§ Work instruction 1
In the notices of marriages and deaths below, dated Sep. 01, 1947, list the place where each marriage, remarriage, or death took place.
§ Work instruction 2
From the 1947 notices of marriages and deaths below, write out the passage between "Married. Jane Greer, 22, cinemactress;" and "in Newport, R.I.", inclusive.
§ Work instruction 3
Extend the 1947 notices of marriages and deaths below, picking up after the last notice.
BEGIN Extracted text
Monday, Sep. 01, 1947

Married. Jane Greer, 22, cinemactress; and Edward Lasker, 35, son of Millionaire Adman (Lord & Thomas) Albert Lasker; she for the second time (her first: oldtime Crooner Rudy Vallee), he for the second; in Las Vegas, Nev.

Married. Louise Van Alen Mdivani, 37, Astor heiress; and Alexander Saunderson, 29, London lawyer; she for the third time (her first and second husbands were both "Marrying Mdivanis"), he for the first; in Newport, R.I.

Remarried. Rt. Hon. Sir Archibald John Kerr Clark Kerr (pronounced "car"), Lord Inverchapel, first Baron of Loch Eck, 65, Britain's tweedy Ambassador to the U.S.; and Chilean beauty Maria Teresa Diaz Salas, fortyish, whom he divorced two years ago; in Edinburgh (see FOREIGN NEWS).

Died. Roy A. Chadwick, 54, designer of the Lancaster, the R.A.F.'s highly successful World War II heavy bomber; in a take-off crash during a test of the Avro Tudor II, his design for a new long-range British transport; near Woodford, England.

Died. Princess Olga Radziwill, 60, wife of Prince Leon Radziwill of Nieswiez and Kleck, who owned an estate in Poland (until the Russian invasion in 1939) which was once larger than Belgium; in Monaco, where the couple lived in exile.

Died. The Rev. Paul Dwight Moody, 68, onetime president of Middlebury College (1921-42), ex-senior chaplain of the A.E.F., son of the late famed Evangelist Dwight L. Moody; of a heart attack; in Shrewsbury, Vt.
END Extracted text
BEGIN Data to examine
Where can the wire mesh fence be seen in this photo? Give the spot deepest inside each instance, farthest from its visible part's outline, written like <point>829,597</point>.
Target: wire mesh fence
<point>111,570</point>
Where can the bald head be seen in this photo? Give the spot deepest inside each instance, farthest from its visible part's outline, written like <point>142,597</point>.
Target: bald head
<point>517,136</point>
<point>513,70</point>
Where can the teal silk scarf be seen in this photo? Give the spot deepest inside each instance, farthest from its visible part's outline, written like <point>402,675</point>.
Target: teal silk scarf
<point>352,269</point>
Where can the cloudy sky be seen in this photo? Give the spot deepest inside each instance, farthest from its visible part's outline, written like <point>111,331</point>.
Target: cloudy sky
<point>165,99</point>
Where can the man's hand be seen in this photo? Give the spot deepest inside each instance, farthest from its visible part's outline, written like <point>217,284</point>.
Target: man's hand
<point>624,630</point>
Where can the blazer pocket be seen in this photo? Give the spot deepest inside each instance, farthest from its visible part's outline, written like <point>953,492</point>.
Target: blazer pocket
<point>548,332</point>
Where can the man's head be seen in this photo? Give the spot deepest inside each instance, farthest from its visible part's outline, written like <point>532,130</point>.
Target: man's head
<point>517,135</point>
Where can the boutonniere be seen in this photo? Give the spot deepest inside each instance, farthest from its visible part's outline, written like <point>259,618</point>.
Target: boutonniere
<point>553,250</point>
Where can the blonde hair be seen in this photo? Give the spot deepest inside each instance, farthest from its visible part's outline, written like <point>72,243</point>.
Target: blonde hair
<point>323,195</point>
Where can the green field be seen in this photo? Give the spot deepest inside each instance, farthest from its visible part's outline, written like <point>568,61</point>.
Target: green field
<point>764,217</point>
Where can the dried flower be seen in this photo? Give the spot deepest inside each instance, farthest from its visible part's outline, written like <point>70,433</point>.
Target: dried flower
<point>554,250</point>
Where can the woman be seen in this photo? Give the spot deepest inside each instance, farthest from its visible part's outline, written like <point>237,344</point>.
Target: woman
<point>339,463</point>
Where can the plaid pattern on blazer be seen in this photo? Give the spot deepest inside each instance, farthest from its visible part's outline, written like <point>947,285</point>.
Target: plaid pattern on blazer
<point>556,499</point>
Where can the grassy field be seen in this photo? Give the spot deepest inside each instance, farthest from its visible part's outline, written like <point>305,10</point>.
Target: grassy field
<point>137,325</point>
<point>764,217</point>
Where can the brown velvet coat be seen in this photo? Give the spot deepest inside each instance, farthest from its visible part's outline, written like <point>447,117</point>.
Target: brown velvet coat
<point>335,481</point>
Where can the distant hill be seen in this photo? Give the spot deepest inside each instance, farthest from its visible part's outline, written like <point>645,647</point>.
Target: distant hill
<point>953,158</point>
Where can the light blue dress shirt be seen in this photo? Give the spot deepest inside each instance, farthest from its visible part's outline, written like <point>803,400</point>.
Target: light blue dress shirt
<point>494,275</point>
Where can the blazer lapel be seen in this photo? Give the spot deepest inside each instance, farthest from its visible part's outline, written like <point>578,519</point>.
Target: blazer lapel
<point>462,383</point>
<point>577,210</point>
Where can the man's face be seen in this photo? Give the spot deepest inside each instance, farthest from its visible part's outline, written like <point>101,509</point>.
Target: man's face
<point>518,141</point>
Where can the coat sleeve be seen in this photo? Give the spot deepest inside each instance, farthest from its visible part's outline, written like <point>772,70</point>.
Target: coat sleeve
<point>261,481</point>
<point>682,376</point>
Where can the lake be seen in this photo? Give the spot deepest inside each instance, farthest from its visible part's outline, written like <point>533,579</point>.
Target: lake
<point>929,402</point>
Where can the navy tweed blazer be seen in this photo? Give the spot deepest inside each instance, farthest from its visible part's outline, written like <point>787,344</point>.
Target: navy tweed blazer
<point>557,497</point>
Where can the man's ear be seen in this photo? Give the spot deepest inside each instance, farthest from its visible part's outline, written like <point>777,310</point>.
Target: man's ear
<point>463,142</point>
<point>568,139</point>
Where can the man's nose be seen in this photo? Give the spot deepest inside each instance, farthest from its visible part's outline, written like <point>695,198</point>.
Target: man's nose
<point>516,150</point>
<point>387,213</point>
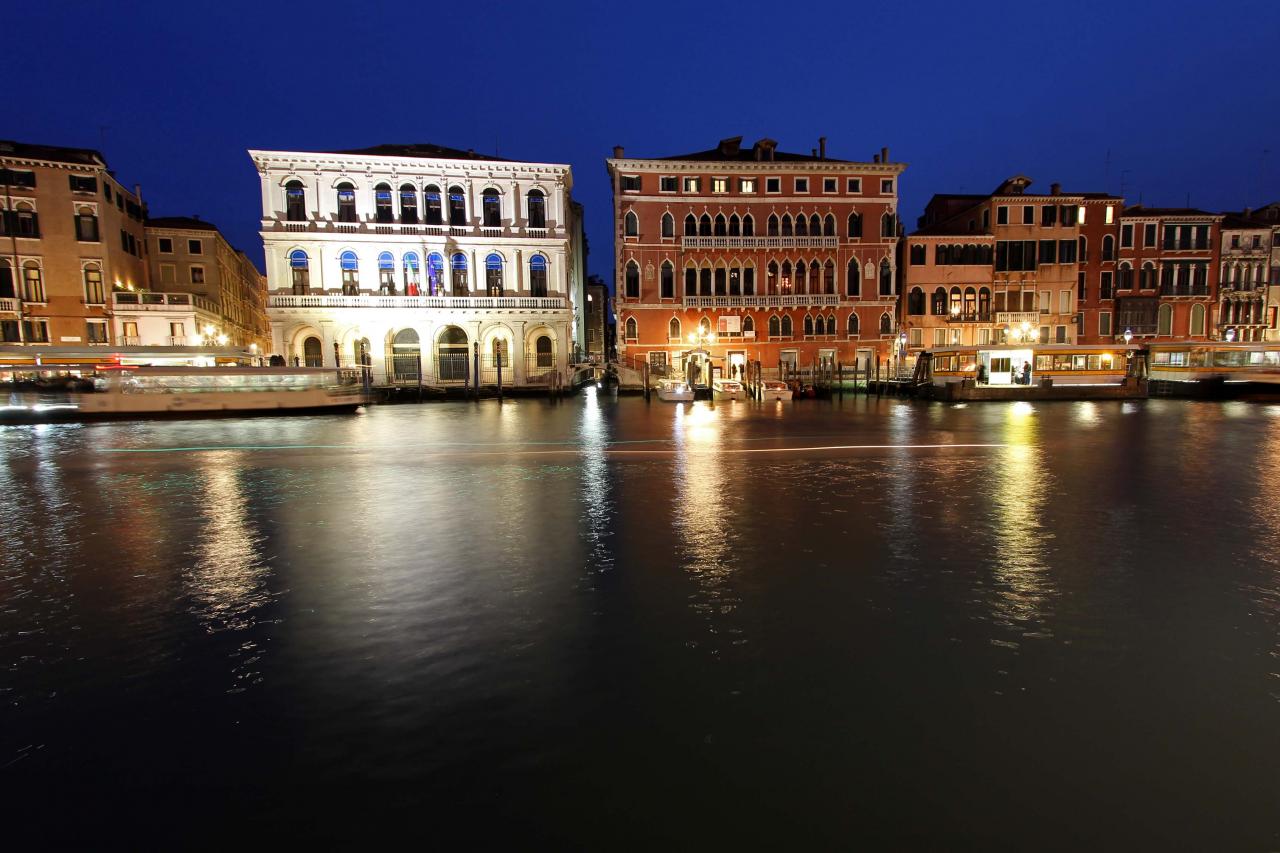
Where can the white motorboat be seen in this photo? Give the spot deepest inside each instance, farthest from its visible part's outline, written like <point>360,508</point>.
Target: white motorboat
<point>192,392</point>
<point>675,391</point>
<point>727,389</point>
<point>775,389</point>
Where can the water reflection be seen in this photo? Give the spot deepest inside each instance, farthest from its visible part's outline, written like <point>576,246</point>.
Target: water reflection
<point>700,519</point>
<point>1018,506</point>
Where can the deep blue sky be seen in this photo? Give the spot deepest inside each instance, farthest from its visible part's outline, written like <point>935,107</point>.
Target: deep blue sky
<point>1180,94</point>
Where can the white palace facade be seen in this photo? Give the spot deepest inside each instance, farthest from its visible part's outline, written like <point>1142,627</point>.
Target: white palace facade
<point>406,258</point>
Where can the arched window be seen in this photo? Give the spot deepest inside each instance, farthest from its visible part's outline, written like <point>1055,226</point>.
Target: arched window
<point>412,283</point>
<point>493,274</point>
<point>408,204</point>
<point>460,274</point>
<point>886,278</point>
<point>300,269</point>
<point>938,304</point>
<point>490,209</point>
<point>94,291</point>
<point>457,206</point>
<point>406,356</point>
<point>1197,319</point>
<point>433,213</point>
<point>435,274</point>
<point>385,273</point>
<point>632,281</point>
<point>312,355</point>
<point>915,301</point>
<point>295,201</point>
<point>538,277</point>
<point>536,209</point>
<point>346,201</point>
<point>350,265</point>
<point>384,210</point>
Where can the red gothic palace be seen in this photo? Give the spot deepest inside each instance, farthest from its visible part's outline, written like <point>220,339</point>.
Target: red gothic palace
<point>746,254</point>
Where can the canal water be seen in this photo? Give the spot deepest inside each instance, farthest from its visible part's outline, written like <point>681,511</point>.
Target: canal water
<point>613,624</point>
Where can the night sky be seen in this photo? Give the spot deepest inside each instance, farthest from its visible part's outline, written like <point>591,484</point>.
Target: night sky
<point>1182,95</point>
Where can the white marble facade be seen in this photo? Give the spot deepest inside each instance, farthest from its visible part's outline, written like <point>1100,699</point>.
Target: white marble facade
<point>408,256</point>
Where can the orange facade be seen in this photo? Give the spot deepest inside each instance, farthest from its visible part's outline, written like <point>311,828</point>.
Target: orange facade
<point>773,256</point>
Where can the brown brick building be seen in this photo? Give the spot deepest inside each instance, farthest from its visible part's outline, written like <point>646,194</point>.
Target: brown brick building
<point>69,235</point>
<point>784,258</point>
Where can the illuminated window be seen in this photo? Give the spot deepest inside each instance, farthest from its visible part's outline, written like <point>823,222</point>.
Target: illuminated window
<point>346,203</point>
<point>538,276</point>
<point>383,208</point>
<point>493,274</point>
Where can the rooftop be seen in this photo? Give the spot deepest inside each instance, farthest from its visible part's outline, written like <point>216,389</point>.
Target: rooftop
<point>51,153</point>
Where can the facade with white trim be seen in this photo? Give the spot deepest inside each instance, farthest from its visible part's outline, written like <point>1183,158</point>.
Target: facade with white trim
<point>423,263</point>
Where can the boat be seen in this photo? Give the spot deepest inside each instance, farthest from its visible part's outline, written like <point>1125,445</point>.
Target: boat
<point>727,389</point>
<point>775,389</point>
<point>195,392</point>
<point>675,391</point>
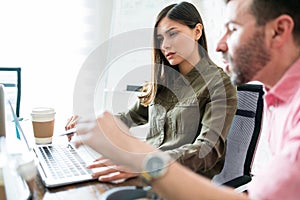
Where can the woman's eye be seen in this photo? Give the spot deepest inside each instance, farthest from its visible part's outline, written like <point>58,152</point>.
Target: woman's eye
<point>172,33</point>
<point>159,41</point>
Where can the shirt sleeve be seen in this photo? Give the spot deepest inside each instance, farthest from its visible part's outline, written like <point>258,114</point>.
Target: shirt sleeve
<point>209,147</point>
<point>280,179</point>
<point>136,115</point>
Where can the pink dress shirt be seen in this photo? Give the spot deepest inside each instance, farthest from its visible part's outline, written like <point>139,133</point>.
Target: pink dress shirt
<point>280,179</point>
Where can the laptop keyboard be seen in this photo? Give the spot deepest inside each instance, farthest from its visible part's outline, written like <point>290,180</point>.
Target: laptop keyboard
<point>63,161</point>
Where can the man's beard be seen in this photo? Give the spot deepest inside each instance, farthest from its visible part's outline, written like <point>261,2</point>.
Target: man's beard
<point>249,59</point>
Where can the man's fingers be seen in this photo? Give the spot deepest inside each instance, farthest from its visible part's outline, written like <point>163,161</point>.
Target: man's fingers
<point>116,176</point>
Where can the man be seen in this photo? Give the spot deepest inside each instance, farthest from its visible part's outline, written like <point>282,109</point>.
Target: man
<point>261,42</point>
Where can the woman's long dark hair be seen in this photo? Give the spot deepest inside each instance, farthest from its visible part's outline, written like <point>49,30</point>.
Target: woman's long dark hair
<point>184,13</point>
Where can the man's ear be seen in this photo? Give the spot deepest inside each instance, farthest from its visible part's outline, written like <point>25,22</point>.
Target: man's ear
<point>198,31</point>
<point>282,28</point>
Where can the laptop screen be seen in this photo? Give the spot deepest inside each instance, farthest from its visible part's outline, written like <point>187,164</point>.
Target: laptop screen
<point>2,111</point>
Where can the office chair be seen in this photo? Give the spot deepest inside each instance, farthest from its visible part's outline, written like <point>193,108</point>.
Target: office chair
<point>242,138</point>
<point>10,77</point>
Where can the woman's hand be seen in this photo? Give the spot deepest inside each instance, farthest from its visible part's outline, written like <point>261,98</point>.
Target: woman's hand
<point>110,171</point>
<point>109,136</point>
<point>71,123</point>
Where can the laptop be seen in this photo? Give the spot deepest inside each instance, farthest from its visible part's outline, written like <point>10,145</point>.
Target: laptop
<point>60,164</point>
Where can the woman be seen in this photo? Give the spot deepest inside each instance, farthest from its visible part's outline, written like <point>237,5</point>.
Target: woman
<point>190,102</point>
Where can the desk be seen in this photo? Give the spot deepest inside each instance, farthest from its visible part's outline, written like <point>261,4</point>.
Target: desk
<point>86,190</point>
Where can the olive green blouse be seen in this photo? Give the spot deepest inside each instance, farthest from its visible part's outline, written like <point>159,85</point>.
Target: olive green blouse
<point>190,117</point>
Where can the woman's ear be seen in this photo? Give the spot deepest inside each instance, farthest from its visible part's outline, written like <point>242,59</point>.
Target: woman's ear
<point>282,28</point>
<point>198,31</point>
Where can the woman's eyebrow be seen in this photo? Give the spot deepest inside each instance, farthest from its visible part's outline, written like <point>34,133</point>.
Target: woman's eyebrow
<point>167,31</point>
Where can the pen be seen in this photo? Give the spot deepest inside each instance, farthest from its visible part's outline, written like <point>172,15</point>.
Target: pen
<point>69,132</point>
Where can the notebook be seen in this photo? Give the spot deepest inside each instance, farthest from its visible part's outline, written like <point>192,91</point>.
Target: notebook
<point>60,164</point>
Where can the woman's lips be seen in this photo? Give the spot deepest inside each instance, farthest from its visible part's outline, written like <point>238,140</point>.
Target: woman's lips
<point>170,55</point>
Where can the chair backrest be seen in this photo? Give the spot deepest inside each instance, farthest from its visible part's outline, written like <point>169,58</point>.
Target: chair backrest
<point>10,77</point>
<point>243,136</point>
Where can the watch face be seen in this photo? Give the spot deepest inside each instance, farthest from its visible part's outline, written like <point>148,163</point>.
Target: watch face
<point>155,165</point>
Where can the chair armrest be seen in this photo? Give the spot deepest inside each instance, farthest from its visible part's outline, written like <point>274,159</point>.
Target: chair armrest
<point>241,180</point>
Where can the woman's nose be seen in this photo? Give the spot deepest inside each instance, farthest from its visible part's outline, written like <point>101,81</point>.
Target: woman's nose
<point>165,44</point>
END Data to examine
§ Exercise output 1
- Las Vegas, Nev.
- Newport, R.I.
- Edinburgh
- near Woodford, England
- Monaco
- Shrewsbury, Vt.

§ Exercise output 2
Married. Jane Greer, 22, cinemactress; and Edward Lasker, 35, son of Millionaire Adman (Lord & Thomas) Albert Lasker; she for the second time (her first: oldtime Crooner Rudy Vallee), he for the second; in Las Vegas, Nev.

Married. Louise Van Alen Mdivani, 37, Astor heiress; and Alexander Saunderson, 29, London lawyer; she for the third time (her first and second husbands were both "Marrying Mdivanis"), he for the first; in Newport, R.I.

§ Exercise output 3
Died. Theodore G. ("The Man") Bilbo, 69, who rose to be senior U.S. Senator from Mississippi on a platform of belligerent bigotry; of "progressive heart failure," cancer and other complications; in New Orleans (see NATIONAL AFFAIRS).

Died. Lieut. General James Guthrie Harbord, 81, World War I hero (he rose from the ranks to become Pershing's chief of staff, commanded the Marine Brigade of the 2nd Division in the desperate fighting at Belleau Woods and Chateau-Thierry), onetime president and board chairman of Radio Corp. of America; of coronary thrombosis; in Rye, N.Y.

Died. Mina Miller Edison, 82, widow (second wife) of Thomas A. Edison; of a heart ailment; in Manhattan. She was a noted supporter of the G.O.P. (but not during Democratic son Charles Edison's successful campaign for governor of New Jersey), of the Chautauqua Institution (cofounder: her father, Lewis Miller), and of the temperance movement.